** begin Selected extract **

Skimmed over it as well. Using the phrase Identity politics is antithetical to anarchist ideology imho. All I've read after is just explanation. This may work in a very narrow american individualist spectrum but social anarchists dont care if youre black, gay, etc. You deserve equal rights and opportunity, period. Anarchism isnt called libertarian socialism for no reason. Feel free to read the Anarchist faq.

That said, it is no secret that companies and the state are assimilating anarchist and other ideas for themselves and poorly. But the way this is framed has written right wing uboat all over it.

[-] whydudothatdrcrane@lemmy.ml 1 points 1 week ago

It reminds me something Noam Chomsky said in an interview. The media are designed so the principles of the system never gets questioned. The so called liberal media, which Trumpists nowadays consider as "radical left", are just the most left extreme of an extremely right-wing landscape, which is entirely manufactured. In other words, criticizing exploitation is left out of the discussion completely. "Identity politics" and "equal opportunity" is the only way the media will discuss about minorities, because it perpetuates the myth of individual merit and achievement. Collective oppression and collective action are deliberately outside the public discourse, because it challenges the cornerstone of system justification. This is the long and short of it. If you go back to the roots of racism, you will find exploitation. If you go back to the roots of sexism, you will find exploitation. When too many people in legal studies look too deep into this type of thing, it is time to move the window further right: they then crack down on academia.

[-] haui_lemmy@lemmy.giftedmc.com 1 points 1 week ago

I agree on all points.

This doesnt affect my stance that in this situation (non-anarchist, exploitative), we desperately need to counter all discrimination. Of course the goal is to take away the means of exploitation but people need to survive until then and have time to think instead of being bullied into conformism.

[-] whydudothatdrcrane@lemmy.ml 1 points 1 week ago

Of course, this goes without saying. People fight for prisoners' conditions right here and now in the belly of capitalism. People support improvement of working conditions and compensation right here and now.

This is in fact in the heart of anarchosyndicalism. I don't remember when it was the last time I heard that "I do not support X (worker unions, incarcerated rights, homeless people, etc) because they are reformist, and X's (workers', prisoners', homeless people's) problems will automatically vanish when we reclaim the means of production".

This is like the quickest way to lose your friends in the anarchist movement. But replace those terms with "women/black/gay/trans" rights and the same incredibly void argument suddenly gains traction lmao. Then there are the edge cases, like trans people are more likely to be unemployed, homeless, and/or incarcerated.

So this is outright hypocrisy, because if you frame the question as "anarchist support for prisoners" they go "yay!", but if you frame it "anarchist support for trans women" some go "meh". Well assholes, a trans woman is more likely to become a prisoner, and at that she is more likely to get stripped of her humanity and dignity. So, although there are so many other problems scourging the anarchist movement, I believe in the 21st century an intersectional analysis is essential, an analysis according to which being multiply classed into oppressed groups has a cumulative effect, that can lead to extreme marginalization and even loss of health, and life.

Compared to that even the unskilled blue collar worker of the "ethnic majority" (as per the linked articles terminology) can be seen as privileged, in other words let's make sure that all human beings can have at least the standard of living that they can be exploited for their manual labor, before we say that all issues are labor versus capital dialectics.

And that having been said, better not get started on American exceptionalism and privilege extending to trans issues as well. There are trans people in Africa, Middle East, South America, and everywhere else, where the stakes are life or death, not whether you get hormones before or after puberty. There are so many people who will just say "this is just so fucked up, there is no point in discussing it, say, about trans rights in Egypt, for instance".

All these headlines we read about the christian nationalist crackdown on trans rights have a silent part that reads "in America". There have been tragic crackdowns on trans people in other places and even the trans-focused media won't write much about.

Don't get me wrong folks. The intersectional analysis is essential to include feminist, POC, Indigenous, and LGBTQIA+ voices into anarchism and unionism. But it also has to be internationalist, and have less of a First World constitutional democracies bias. This fits in well with an internationalist humanist understanding of anarchism, that sees human dignity as inalienable, regardless of national borders. At least this is the version of anarchism I grew up with.

** end Selected extract **
** begin Data entries **

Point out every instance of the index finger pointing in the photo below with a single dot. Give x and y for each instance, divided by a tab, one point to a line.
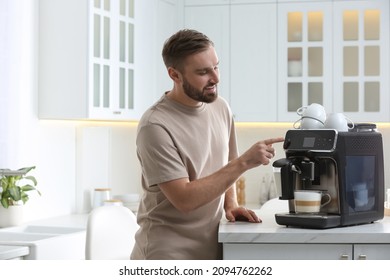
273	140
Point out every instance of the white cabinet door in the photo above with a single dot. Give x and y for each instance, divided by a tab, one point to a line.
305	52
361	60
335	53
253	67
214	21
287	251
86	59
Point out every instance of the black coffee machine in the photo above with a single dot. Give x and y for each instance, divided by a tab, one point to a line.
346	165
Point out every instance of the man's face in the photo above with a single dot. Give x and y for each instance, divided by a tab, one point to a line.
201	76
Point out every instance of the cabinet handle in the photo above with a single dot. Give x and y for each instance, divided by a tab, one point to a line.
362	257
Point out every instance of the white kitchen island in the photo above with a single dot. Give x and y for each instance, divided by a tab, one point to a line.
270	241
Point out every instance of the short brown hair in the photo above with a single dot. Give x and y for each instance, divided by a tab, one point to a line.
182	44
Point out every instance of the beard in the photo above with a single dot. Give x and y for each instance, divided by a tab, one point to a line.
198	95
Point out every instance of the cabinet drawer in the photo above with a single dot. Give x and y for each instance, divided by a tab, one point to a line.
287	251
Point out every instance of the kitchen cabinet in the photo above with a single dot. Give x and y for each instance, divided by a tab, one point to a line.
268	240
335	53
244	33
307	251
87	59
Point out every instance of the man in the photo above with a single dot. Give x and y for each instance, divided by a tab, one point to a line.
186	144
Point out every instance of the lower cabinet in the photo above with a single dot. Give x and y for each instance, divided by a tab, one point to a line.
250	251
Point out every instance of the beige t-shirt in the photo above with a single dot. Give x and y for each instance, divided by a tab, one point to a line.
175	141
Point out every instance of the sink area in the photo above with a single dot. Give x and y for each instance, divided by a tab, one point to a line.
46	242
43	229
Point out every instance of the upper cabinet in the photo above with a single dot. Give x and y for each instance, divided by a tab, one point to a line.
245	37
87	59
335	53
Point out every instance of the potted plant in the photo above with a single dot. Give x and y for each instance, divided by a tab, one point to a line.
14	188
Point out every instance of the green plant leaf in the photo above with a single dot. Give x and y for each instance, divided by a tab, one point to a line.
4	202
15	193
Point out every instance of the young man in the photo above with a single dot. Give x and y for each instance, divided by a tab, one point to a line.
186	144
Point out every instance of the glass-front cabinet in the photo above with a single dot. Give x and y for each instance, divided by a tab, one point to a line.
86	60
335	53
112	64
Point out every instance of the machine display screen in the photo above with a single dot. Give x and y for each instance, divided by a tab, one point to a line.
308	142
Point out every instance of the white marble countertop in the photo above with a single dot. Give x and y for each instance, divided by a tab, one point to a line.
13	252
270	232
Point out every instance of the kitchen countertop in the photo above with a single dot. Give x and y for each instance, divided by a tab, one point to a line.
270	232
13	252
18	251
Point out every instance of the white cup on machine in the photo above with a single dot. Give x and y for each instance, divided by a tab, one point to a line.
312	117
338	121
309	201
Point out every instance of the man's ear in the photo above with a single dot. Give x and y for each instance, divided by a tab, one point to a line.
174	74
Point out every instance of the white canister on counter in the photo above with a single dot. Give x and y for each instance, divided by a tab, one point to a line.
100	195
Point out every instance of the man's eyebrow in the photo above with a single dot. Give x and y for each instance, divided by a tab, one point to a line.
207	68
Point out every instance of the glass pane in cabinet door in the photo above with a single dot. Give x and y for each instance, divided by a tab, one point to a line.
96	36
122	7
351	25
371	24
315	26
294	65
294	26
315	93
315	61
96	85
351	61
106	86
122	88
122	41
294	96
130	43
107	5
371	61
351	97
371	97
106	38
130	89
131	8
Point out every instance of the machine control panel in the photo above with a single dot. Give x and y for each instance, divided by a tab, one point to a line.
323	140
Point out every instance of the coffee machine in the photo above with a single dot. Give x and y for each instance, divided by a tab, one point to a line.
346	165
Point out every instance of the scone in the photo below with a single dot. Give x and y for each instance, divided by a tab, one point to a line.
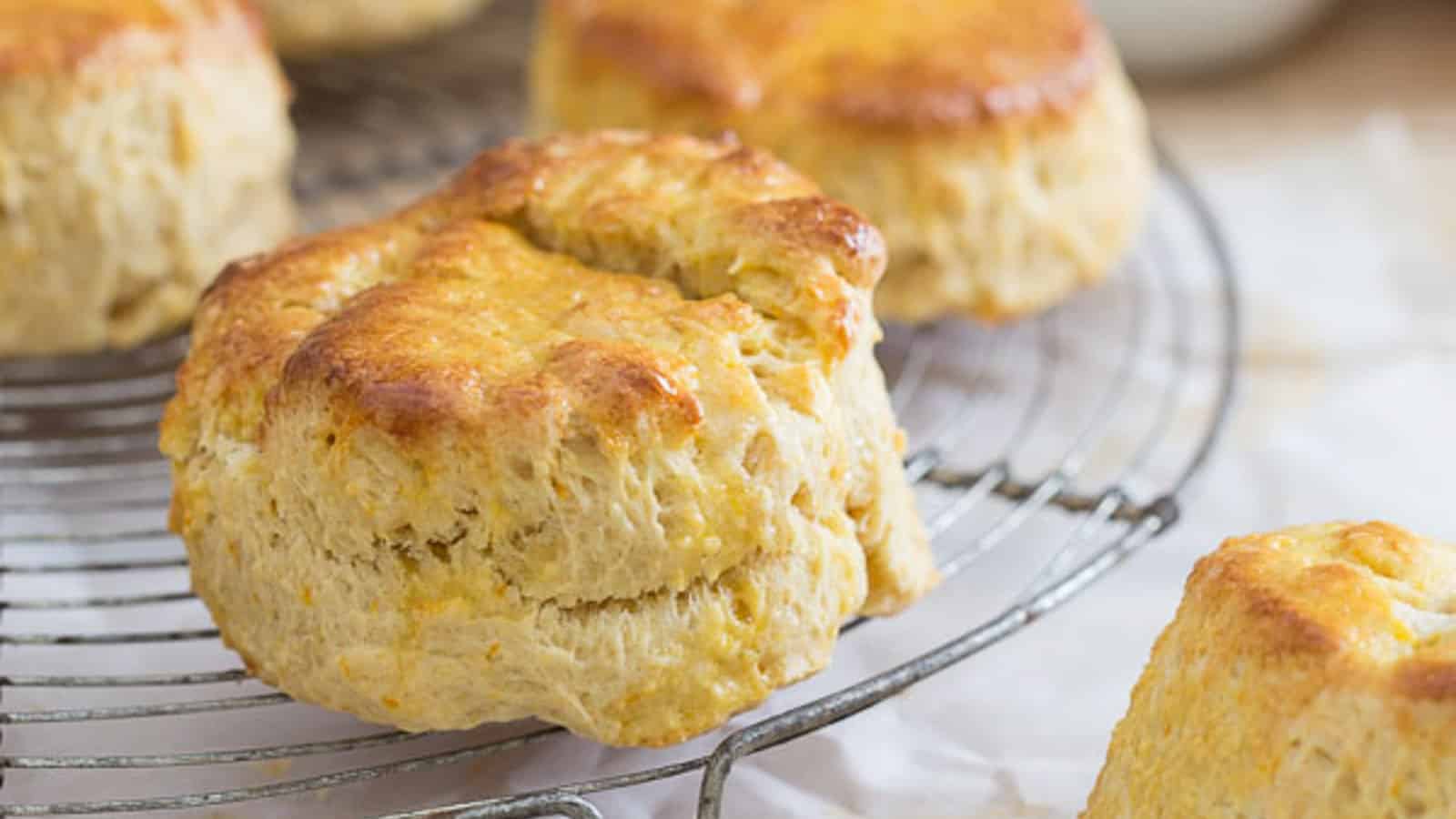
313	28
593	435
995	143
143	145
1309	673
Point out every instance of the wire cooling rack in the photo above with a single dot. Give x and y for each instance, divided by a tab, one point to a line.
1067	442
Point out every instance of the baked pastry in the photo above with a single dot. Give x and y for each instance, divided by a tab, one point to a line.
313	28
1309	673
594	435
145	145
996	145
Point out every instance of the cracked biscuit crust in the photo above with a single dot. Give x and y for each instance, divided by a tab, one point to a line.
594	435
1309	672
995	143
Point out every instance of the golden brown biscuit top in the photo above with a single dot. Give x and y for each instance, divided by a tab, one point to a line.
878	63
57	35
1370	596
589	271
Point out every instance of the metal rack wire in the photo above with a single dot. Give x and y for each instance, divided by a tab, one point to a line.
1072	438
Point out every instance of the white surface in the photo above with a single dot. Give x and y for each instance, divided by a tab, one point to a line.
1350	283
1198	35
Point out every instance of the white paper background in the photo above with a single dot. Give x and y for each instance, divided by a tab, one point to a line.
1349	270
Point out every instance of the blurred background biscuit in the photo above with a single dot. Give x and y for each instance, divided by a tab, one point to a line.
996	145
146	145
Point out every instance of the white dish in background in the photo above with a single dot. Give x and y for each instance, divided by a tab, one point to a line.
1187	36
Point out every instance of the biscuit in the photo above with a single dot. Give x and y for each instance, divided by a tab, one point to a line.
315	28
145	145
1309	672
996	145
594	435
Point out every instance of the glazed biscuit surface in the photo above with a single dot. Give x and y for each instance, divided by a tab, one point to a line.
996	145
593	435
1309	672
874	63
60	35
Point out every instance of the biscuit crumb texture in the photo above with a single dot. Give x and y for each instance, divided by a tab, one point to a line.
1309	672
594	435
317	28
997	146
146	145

** end Data entries **
** begin Data entries **

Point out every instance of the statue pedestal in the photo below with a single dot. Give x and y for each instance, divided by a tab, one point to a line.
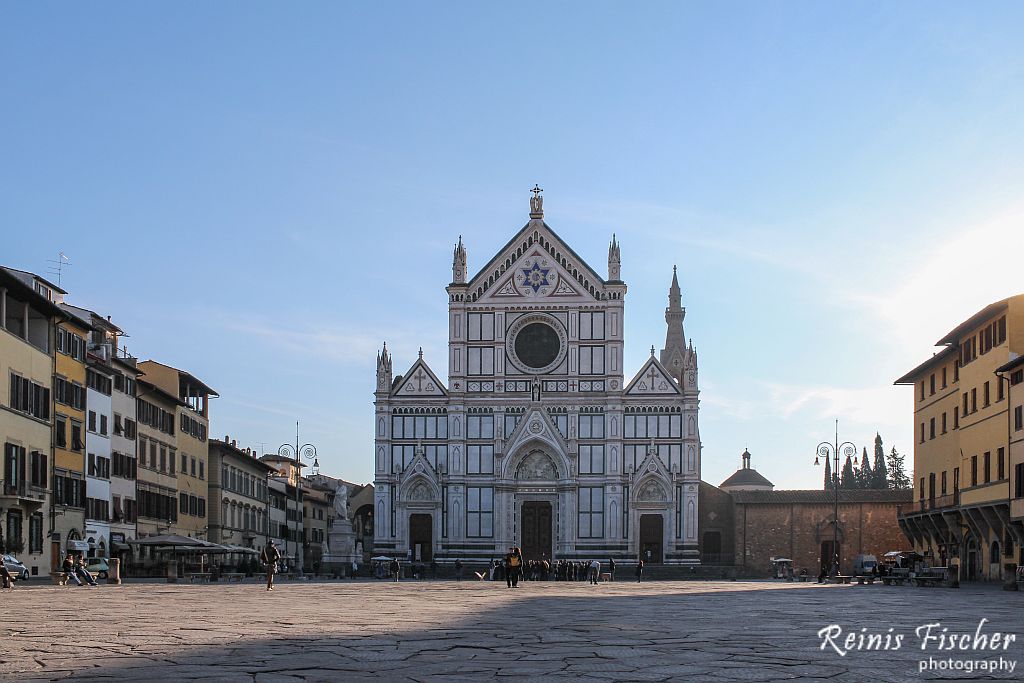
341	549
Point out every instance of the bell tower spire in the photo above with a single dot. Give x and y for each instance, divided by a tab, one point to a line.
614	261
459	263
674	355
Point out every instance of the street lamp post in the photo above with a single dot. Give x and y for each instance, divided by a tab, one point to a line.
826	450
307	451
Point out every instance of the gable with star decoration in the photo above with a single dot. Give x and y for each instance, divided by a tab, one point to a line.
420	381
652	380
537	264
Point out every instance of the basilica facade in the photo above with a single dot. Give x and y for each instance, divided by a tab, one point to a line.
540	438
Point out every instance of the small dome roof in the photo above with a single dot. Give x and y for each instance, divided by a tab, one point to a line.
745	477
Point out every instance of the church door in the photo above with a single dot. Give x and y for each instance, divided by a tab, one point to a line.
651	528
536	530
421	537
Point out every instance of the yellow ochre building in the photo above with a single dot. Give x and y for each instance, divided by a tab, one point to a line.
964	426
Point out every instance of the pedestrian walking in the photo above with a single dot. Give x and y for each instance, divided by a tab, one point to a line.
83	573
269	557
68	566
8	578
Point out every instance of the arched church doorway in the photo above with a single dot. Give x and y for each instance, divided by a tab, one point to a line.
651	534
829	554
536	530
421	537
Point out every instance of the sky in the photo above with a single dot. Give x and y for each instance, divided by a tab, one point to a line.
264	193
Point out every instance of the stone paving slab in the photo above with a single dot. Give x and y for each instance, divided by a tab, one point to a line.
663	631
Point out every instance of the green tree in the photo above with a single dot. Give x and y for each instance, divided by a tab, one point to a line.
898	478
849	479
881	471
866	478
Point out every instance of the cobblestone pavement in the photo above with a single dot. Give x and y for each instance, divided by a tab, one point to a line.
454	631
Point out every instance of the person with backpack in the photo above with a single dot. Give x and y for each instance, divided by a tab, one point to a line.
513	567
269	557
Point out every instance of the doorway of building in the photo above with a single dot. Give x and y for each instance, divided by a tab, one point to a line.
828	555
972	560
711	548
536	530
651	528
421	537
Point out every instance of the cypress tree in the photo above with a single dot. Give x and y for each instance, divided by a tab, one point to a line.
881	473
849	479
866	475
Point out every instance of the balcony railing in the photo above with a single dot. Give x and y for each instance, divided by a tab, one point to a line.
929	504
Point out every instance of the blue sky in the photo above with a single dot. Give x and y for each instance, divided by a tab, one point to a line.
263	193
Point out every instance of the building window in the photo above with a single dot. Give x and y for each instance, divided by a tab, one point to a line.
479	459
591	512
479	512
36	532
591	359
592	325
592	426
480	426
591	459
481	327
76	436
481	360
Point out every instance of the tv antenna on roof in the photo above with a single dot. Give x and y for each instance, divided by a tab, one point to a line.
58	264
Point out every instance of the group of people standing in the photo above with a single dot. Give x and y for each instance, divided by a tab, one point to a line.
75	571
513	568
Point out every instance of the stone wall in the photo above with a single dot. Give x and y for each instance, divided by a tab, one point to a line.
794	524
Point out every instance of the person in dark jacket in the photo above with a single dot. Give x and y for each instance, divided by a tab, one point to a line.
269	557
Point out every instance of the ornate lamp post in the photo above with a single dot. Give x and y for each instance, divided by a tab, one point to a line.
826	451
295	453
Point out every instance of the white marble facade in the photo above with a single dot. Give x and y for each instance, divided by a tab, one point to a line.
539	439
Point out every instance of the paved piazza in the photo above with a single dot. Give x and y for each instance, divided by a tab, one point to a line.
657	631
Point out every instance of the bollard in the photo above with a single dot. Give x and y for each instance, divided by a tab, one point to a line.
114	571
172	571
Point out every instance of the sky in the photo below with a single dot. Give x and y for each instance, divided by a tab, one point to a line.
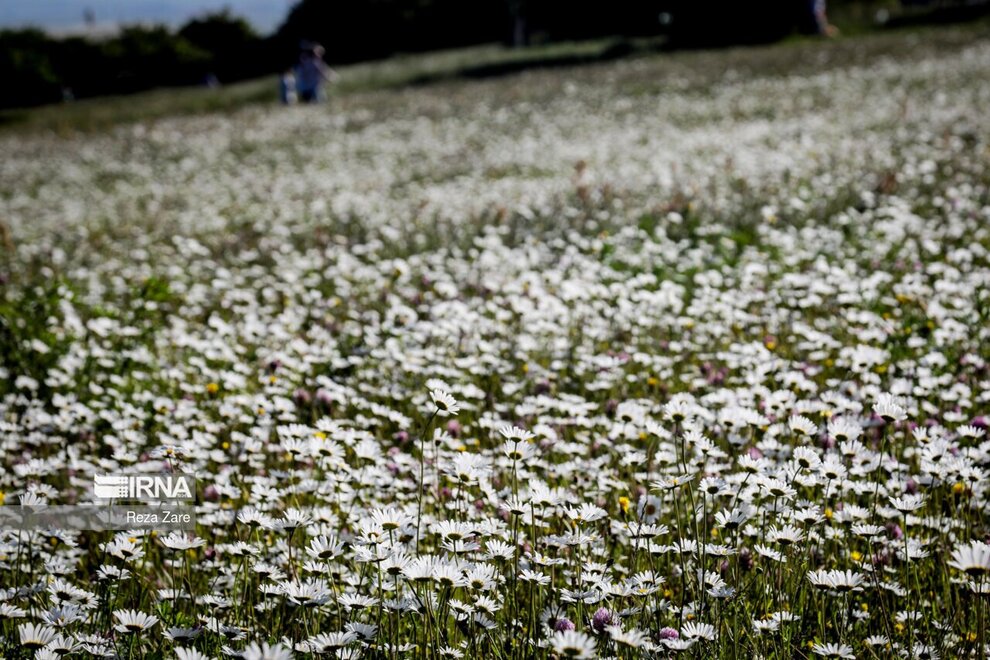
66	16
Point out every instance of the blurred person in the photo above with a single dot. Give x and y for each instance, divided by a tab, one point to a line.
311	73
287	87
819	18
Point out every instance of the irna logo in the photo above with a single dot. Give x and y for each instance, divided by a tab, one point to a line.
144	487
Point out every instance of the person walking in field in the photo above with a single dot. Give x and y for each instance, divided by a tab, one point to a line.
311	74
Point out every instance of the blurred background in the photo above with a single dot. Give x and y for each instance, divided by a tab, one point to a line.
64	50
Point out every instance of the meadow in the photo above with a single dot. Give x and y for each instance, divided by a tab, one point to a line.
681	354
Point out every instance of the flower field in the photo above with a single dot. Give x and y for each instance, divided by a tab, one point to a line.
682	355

** end Data entries **

▶ Written problem: List the voices that, according to the discussion thread on anarchism, the intersectional analysis is essential to include in anarchism and unionism. The lines above are separate material and have no connection to the discussion thread on anarchism.

▶ The completed task: Feminist, POC, Indigenous, and LGBTQIA+ voices.